**DIRECTIONS**
Please rewrite the material from the line with "Target = toasted sesame seeds on eggplant" to the line with "x=997 y=279", replacing "toasted" with "roasted" and leaving everything else unchanged.

------ STORED RECORDS

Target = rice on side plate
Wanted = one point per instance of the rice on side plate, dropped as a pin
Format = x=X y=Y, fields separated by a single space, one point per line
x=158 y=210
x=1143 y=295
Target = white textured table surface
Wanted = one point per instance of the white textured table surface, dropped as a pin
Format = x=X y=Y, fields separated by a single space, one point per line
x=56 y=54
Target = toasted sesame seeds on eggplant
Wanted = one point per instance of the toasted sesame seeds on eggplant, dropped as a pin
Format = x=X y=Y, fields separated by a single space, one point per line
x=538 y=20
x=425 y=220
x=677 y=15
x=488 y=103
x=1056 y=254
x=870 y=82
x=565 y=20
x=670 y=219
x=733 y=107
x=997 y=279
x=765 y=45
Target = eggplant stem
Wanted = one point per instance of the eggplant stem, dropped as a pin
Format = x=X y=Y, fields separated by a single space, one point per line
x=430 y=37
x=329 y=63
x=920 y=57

------------

**RESPONSE FOR THIS EXERCISE**
Target = roasted sesame seeds on eggplant
Wanted = one point per instance of the roasted sesame seeds on eggplant, dropped as a pin
Format = x=X y=Y, fields separated by a single space, one point per line
x=538 y=20
x=425 y=220
x=677 y=15
x=488 y=103
x=1056 y=254
x=870 y=82
x=565 y=20
x=670 y=219
x=733 y=107
x=997 y=279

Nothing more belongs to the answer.